Copy down all of the data underneath, exactly as shown.

= AVAILABLE DATA =
........
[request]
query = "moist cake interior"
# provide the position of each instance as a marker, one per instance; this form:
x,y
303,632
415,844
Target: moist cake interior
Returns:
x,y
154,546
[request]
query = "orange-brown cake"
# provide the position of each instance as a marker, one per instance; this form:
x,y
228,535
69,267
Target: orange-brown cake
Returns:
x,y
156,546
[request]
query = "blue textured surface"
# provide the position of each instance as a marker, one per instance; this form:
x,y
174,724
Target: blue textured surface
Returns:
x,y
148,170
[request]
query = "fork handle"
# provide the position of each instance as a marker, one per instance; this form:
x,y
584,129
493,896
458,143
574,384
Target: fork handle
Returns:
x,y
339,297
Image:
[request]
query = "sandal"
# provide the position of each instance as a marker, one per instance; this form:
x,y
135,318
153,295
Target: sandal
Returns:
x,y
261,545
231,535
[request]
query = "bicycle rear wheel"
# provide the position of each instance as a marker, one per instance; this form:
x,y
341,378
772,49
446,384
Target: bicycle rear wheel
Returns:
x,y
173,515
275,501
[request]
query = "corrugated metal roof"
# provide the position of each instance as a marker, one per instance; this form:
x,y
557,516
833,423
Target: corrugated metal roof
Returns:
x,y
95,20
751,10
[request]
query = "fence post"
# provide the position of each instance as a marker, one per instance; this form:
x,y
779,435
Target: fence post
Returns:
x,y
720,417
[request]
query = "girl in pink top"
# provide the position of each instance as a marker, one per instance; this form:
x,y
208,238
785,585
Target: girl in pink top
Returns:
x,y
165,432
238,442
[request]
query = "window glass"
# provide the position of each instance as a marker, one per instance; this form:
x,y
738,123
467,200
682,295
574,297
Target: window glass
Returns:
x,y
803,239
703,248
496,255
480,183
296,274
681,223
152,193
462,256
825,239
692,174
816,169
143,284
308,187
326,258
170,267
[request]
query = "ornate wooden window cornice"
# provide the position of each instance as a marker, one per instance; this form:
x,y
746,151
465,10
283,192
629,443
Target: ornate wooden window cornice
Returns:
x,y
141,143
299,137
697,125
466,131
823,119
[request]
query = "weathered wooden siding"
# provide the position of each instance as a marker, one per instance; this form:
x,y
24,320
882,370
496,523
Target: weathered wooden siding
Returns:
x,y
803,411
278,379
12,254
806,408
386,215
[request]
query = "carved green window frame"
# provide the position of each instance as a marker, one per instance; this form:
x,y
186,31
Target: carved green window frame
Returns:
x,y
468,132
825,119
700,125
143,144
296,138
........
= EXERCISE RESPONSE =
[request]
query = "moist cake interior"
# provide the position of each instance as a marker, one per instance; this form:
x,y
303,632
415,844
Target: moist cake interior
Returns:
x,y
154,546
[request]
query = "orange-brown cake"
# provide the position of each instance as a marker, one per instance; this form:
x,y
228,535
69,267
Target: orange-brown cake
Returns:
x,y
156,546
[request]
query = "blue textured surface"
# provide the position of each instance as a marker, one per instance; this form:
x,y
174,724
Target: blue textured surface
Returns:
x,y
148,170
[request]
query = "fork handle"
# provide the position of each instance as a marker, one per instance; this form:
x,y
584,129
493,896
458,143
574,384
Target: fork handle
Returns:
x,y
339,297
Image:
[request]
query = "sandal"
# provide the position of each instance as a marker, one per instance; this form:
x,y
135,318
153,295
Target: sandal
Returns:
x,y
261,545
231,535
[request]
query = "bicycle rear wheel"
# provide the position of each instance as a marker, one per instance; this form:
x,y
341,378
772,49
446,384
Target: bicycle rear wheel
Returns:
x,y
173,515
275,501
[request]
query = "corrugated metal roof"
# provide the position of each instance as a marker, one per instance; this form:
x,y
557,516
833,423
Target: corrugated metal roof
Returns:
x,y
95,20
751,10
[request]
query = "fence post"
# provide the position of each instance as a marker, one per instance; this form:
x,y
779,435
Target: fence post
Returns:
x,y
720,417
[request]
query = "girl in pink top"
# provide the position of each instance as a marker, one per instance; this form:
x,y
208,238
785,585
Target: girl in pink top
Returns:
x,y
165,432
238,442
[request]
query = "window glass"
# provide the position of each instance as a marker, one per instance; this form:
x,y
738,123
467,200
682,295
574,297
Target: window glass
Returns:
x,y
803,239
703,248
496,255
480,183
296,274
681,223
152,193
462,256
825,239
692,174
816,169
143,284
308,187
326,258
170,267
[request]
query = "ornate wooden window cornice"
# provide the position of each instance as a marker, one per instance; this form:
x,y
746,151
465,10
283,192
629,443
Target: ornate wooden window cornice
Returns:
x,y
141,143
299,137
697,125
466,131
823,119
[request]
query = "weathered wooden siding"
# provide the position of each instance as a marker, one per instance; this form:
x,y
24,320
882,370
496,523
Target: weathered wooden siding
Returns:
x,y
803,411
278,379
12,254
806,408
386,215
[request]
query = "carved green window frame"
# provide the position of each instance as a marker, one per instance; this form:
x,y
186,31
Target: carved green window frame
Returns:
x,y
468,132
825,119
700,125
143,144
296,138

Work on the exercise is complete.